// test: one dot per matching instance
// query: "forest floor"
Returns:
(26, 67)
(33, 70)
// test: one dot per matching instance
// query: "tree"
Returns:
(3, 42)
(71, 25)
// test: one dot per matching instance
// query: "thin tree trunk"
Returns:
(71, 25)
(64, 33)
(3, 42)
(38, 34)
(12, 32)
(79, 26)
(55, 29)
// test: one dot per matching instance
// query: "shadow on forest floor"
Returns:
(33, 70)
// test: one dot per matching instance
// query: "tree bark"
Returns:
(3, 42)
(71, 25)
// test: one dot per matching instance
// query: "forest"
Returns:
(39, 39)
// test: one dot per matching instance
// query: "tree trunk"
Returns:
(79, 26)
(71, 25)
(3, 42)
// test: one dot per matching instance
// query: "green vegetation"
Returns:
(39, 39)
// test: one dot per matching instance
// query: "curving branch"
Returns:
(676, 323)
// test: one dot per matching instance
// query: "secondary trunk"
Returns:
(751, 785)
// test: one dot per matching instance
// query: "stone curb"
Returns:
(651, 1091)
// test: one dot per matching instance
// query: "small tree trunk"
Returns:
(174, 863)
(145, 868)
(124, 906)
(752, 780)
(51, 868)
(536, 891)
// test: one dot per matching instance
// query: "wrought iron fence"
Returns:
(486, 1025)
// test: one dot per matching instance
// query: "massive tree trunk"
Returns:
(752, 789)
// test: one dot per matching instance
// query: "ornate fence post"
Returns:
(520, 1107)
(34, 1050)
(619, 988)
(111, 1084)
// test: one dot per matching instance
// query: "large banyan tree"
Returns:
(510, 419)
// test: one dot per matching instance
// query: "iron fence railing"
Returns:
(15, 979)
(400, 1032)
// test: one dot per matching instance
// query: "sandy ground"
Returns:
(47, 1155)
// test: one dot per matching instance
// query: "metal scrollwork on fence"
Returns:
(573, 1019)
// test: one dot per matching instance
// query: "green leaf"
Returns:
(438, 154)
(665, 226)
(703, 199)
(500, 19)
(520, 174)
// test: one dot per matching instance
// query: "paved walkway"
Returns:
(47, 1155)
= = = =
* **WHAT IS EXPECTED**
Copy every line from the entries that contains the word "tree".

* **ANSWER SPACE**
// query: "tree"
// query: "thin tree trunk"
// query: "tree bark"
// query: "tree trunk"
// query: "small tree trunk"
// query: "massive tree trunk"
// query: "large banyan tree"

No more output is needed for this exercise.